What is required: Please reproduce the material below, swapping "paved walkway" for "paved path" and changing nothing else, and omit the pictures.
# START OF Available data
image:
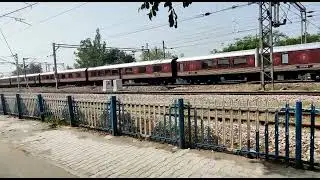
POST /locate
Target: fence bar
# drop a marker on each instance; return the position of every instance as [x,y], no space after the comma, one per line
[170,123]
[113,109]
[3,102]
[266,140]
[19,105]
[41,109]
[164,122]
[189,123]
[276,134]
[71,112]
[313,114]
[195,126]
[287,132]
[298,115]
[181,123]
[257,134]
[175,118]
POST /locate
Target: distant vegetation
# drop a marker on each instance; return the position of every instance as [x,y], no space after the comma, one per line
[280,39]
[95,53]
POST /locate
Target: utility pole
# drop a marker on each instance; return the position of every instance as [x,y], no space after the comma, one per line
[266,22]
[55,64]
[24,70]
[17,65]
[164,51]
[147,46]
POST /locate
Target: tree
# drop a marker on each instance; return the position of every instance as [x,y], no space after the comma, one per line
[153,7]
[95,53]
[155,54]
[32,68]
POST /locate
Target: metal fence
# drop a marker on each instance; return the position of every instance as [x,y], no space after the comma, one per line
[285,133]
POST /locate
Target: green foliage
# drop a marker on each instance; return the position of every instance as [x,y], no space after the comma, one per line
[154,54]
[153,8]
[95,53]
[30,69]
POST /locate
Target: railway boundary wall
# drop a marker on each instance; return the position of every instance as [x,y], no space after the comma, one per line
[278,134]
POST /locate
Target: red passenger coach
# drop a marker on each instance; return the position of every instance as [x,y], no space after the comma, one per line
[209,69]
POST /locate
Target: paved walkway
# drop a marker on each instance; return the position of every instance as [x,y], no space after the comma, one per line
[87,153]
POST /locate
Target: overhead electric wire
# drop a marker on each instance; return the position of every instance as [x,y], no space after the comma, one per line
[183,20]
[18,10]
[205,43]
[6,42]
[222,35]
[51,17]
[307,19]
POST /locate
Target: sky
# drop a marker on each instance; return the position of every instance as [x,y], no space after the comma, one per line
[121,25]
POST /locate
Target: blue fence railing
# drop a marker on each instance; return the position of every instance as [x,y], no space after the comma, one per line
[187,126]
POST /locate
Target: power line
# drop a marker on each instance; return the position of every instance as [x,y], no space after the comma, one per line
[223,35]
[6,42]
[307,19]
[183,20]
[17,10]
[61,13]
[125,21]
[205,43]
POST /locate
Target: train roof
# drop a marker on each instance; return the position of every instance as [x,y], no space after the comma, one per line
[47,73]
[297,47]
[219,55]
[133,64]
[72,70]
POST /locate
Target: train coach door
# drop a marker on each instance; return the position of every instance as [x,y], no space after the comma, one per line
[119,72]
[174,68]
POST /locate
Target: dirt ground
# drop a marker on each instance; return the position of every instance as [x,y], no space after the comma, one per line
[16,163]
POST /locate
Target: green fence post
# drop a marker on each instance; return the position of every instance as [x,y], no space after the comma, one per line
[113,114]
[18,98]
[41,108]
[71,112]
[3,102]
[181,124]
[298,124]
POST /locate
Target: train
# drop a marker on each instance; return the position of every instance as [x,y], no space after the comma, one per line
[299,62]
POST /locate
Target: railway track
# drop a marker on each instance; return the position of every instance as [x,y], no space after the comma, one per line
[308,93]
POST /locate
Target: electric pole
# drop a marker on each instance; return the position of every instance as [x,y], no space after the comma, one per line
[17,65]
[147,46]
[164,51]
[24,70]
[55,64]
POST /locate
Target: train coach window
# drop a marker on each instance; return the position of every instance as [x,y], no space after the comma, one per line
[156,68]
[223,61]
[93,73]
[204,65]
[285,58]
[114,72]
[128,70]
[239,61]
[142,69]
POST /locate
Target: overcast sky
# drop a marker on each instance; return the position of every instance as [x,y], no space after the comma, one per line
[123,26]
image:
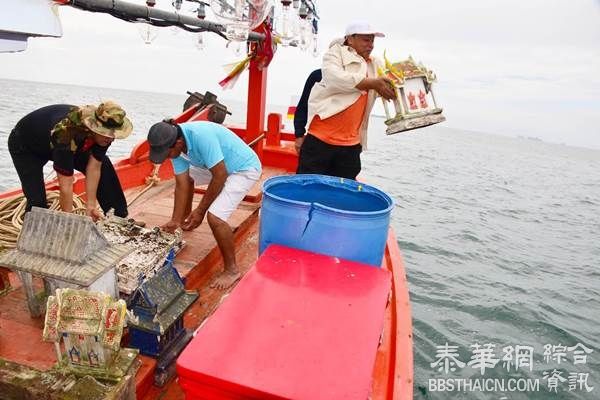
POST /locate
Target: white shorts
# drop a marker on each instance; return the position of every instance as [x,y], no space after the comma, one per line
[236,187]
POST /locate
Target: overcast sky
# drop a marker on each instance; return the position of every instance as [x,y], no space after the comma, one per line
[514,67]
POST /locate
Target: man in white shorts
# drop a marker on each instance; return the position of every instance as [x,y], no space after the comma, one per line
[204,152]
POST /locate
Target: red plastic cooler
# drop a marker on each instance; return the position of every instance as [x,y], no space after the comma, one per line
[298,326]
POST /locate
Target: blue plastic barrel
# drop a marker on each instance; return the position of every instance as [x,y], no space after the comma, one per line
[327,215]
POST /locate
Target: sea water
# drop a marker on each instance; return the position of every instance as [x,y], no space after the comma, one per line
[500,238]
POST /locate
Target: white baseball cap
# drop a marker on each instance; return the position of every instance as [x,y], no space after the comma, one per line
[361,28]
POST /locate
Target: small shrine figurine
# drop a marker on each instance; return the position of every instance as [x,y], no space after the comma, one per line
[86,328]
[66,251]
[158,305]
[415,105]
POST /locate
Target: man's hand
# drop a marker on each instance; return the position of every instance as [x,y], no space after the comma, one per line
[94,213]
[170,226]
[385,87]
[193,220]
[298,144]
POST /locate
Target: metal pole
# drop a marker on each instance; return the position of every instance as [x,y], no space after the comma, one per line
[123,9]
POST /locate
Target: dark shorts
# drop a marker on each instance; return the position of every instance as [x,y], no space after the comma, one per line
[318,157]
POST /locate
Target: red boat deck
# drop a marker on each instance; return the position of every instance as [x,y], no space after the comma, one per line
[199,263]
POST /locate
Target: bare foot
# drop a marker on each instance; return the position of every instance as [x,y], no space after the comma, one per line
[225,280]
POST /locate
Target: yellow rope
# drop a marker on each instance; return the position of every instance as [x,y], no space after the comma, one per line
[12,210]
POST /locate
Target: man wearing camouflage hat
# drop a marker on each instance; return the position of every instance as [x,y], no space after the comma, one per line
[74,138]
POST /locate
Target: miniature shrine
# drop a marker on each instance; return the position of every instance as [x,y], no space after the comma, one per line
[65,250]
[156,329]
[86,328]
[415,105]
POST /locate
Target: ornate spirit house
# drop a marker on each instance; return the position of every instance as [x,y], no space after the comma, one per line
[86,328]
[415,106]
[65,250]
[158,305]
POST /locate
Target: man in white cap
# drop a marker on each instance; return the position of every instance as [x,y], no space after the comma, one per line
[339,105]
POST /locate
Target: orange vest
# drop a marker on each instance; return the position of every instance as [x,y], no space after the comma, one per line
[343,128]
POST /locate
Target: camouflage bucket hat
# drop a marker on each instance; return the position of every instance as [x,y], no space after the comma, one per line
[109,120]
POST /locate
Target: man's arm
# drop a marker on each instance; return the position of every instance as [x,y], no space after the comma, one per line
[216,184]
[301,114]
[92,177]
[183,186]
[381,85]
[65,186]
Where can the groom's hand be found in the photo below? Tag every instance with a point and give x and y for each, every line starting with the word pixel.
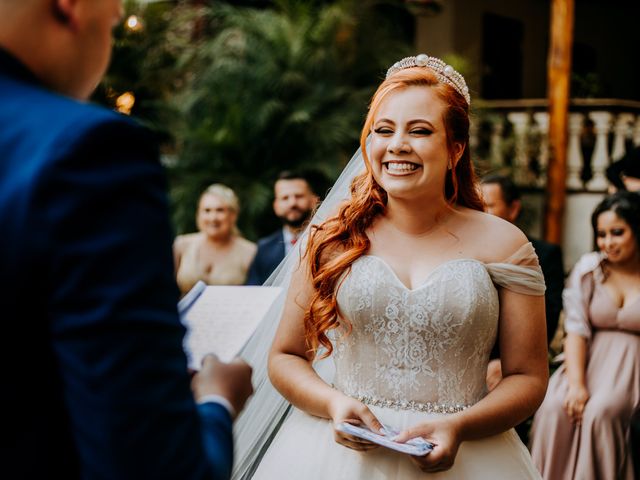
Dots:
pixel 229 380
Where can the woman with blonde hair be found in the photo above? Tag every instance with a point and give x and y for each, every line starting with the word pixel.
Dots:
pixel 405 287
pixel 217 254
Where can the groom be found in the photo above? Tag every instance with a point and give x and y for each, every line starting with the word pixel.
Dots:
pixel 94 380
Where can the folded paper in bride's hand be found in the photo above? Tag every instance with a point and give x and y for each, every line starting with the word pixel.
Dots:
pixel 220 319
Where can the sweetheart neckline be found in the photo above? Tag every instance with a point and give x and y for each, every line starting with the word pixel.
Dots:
# END OF Available data
Result of this task:
image:
POST /locate
Target: fence bar
# drop a marker on each instance; return the position of every instance as [x,y], no space after the comma, one per line
[170,123]
[113,109]
[3,102]
[266,140]
[19,105]
[41,109]
[164,122]
[189,123]
[276,134]
[71,112]
[313,114]
[195,126]
[287,132]
[298,115]
[181,123]
[257,134]
[175,118]
POST /locate
Target: distant vegetation
# drop a marker on each instance; return the position of every instance as [x,y], no space after the comma, one per line
[280,39]
[95,53]
POST /locate
Target: utility pole
# drop a marker on each instance; return the position of every instance as [x,y], no space after the comma, one per line
[266,22]
[55,64]
[24,70]
[17,65]
[164,51]
[147,46]
POST /locate
Target: tree
# drop a marker on each instance; return the position of every instance as [x,y], no space after the comma, one per line
[153,7]
[95,53]
[155,54]
[32,68]
POST /locate
Target: metal fence
# drop a marker on each instance; return the position of every instance as [x,y], no space after the comma, one per line
[285,133]
POST /locate
Target: green foliage
# drop a marker on each instance; return the position of every instance as [x,y], no space after the comma, one per line
[154,54]
[153,8]
[95,53]
[30,69]
POST /locate
Target: railway boundary wall
# drop a marker on each instance; return the position of every instance as [x,y], no space after the comma, one per line
[278,134]
POST /locate
Target: red passenger coach
# drop a marker on each instance; return the position of every instance as [x,y], no space after the comma, one per line
[209,69]
POST /locate
Target: paved path
# drop a marker on each instance; return the position of every instance as [x,y], no space after the comma, one per line
[87,153]
POST /locate
Target: overhead electric wire
# drop a marker on each instance; return the position of every instance as [x,y], no space after the comma, one per line
[183,20]
[18,10]
[205,43]
[6,42]
[222,35]
[51,17]
[307,19]
POST /locate
Target: sky
# drop a marker on each instance; return the position of every instance as [x,y], no space after the comma, one per line
[121,25]
POST /locate
Target: blue fence railing
# drop a marker on each instance; return the position of every instance as [x,y], no space after the comma, one per line
[187,126]
POST /locate
Target: power line
# drop a marker on each instance; return the position of every instance as [x,y], no space after the comma, one per line
[223,35]
[6,42]
[307,19]
[183,20]
[17,10]
[61,13]
[125,21]
[205,43]
POST /locate
Target: train roof
# drop a marker on each instance; return the position of every instance as [x,y], no space after the comma, one per line
[47,73]
[297,47]
[219,55]
[133,64]
[72,70]
POST /locate
Target: train coach door
# drop a marker on each instance; return the position of every instance as [x,y], no space after the comma, one per line
[119,72]
[174,68]
POST /locate
Target: dirt ground
# drop a marker on each instance; return the position of every instance as [x,y], no space after the comma, one per line
[16,163]
POST /locate
Target: green fence post
# drop a marker on each instance; return the position of every instance as [x,y], no space after the comma, one per line
[113,114]
[18,98]
[41,108]
[71,112]
[3,102]
[181,124]
[298,124]
POST /locate
Target: train
# drop a marker on each instance; return the position of every instance as [x,y], no space after the comma, one per line
[299,62]
POST /locate
Target: railway track
# drop a marker on each instance; return the position of every instance as [x,y], no space after the comma, one per line
[308,93]
POST /locate
Target: electric pole
# drop a marker on each instance; return the position of every instance as [x,y], no space after the comma, one per line
[17,65]
[147,46]
[164,51]
[24,70]
[55,64]
POST /locate
Target: train coach window
# drop a marker on each instance; return the position of every instance as [x,y], no space after the comma, one per line
[156,68]
[223,61]
[93,73]
[204,65]
[285,58]
[114,72]
[128,70]
[239,61]
[142,69]
POST /locate
Target: overcast sky
# drop a marker on each instance; return the position of every instance as [x,y], no space after the comma, one per line
[123,26]
image:
POST /locate
Target: white shorts
# drop a marker on each instance; return the position of every instance as [x,y], no space after the comma, one per line
[236,187]
POST /locate
Target: overcast sky
# drop a marker on each instance; return the position of every instance as [x,y], no space after the comma, one per line
[514,67]
POST /locate
Target: man in white shorts
# drop a marker on each instance; return the position of every instance as [x,y], no space after the comma, one per line
[204,152]
POST /locate
Target: red plastic cooler
# drop a marker on each instance; return the position of every instance as [x,y], no space after the comma, one per line
[298,326]
POST /locate
Target: blue plastic barrel
# drop a marker on each instance; return the position of every instance as [x,y], no space after the comma, one per line
[327,215]
POST /locate
Target: sea water
# drop a marker on each instance; return the position of every instance as [x,y], no space after the comma, one per line
[500,238]
POST /locate
Target: white baseball cap
# drop a marker on each instance; return the position of every instance as [x,y], no space after the comma, one per line
[361,28]
POST /locate
Target: small shrine figurine
# drop a marker on each instance; return the position of every instance as [x,y], no space after the comma, one per line
[86,328]
[66,251]
[158,305]
[415,105]
POST /locate
Target: man's hand
# drop a marker on each instance; return the position of every instance as [x,y], no space after the comma, one per line
[94,213]
[170,226]
[385,87]
[193,220]
[298,144]
POST /locate
Target: metal pole
# drop a marker on each instance; return the position of every instance as [x,y], no space after the comma, one per line
[123,9]
POST /locate
Target: dark shorts
# drop a marker on each instance; return the position of every instance as [x,y], no space after the comma, one per line
[318,157]
POST /locate
Target: red boat deck
# drop a marker on each instance; return the position of every instance as [x,y], no space after the comma, one per line
[199,263]
POST /locate
Target: bare foot
# drop a marker on each instance; return the position of every instance as [x,y], no space after the comma, one per line
[225,280]
POST /locate
Target: yellow rope
# drop a marker on each instance; return the position of every instance as [x,y], no space after the comma, one per line
[12,210]
POST /locate
Target: man wearing camouflage hat
# drop a marker on each instance; return the position of every instance as [x,y], no space after the comma, one per line
[74,138]
POST /locate
Target: miniature shrine
# drop a marker on each instance; return the position of every instance as [x,y], no space after the comma, one per line
[65,250]
[156,329]
[86,328]
[415,105]
POST /locate
Target: ornate spirit house
# drop a marker on each instance; return the position of every instance as [x,y], no space after the comma, one per line
[86,328]
[415,106]
[65,250]
[158,305]
POST /locate
Target: man in white cap
# drop a marker on each instance; return the position of every instance as [x,y], no space after the comma, one per line
[339,105]
POST /locate
Target: orange vest
# drop a marker on each instance; return the position of every instance as [x,y], no space after the comma, one per line
[343,128]
POST /locate
Target: camouflage bucket hat
# drop a marker on each instance; return the position of every instance as [x,y], no space after the comma, one per line
[109,120]
POST /locate
Target: man's arm
# drop a marker on each instance; return the position of every instance as [x,y], no space after the comma, one per line
[216,184]
[301,114]
[92,177]
[183,186]
[381,85]
[65,186]
Where can the groom's hand be found in the photo below? Tag every instance with a point and give x and y for each, every line starting with the word pixel.
Dots:
pixel 229 380
Where can the woman with blonde hair be found in the photo above? Tag every instance with a point and give x and y for each, every line starting with the word pixel.
Dots:
pixel 405 287
pixel 217 254
Where can the groom be found in the photo above? Tag every instance with a point and give x and y for each, every line starting with the word pixel.
Dots:
pixel 94 380
Where can the folded paper in bride's hand be found in the photo above? Tag every instance with a point and give x and y for each, every line starting with the word pixel.
Dots:
pixel 220 319
Where can the sweetheart neckline be found in the photo above? Tag every instance with a point and give x and y for each, every line starting with the word pixel.
Dots:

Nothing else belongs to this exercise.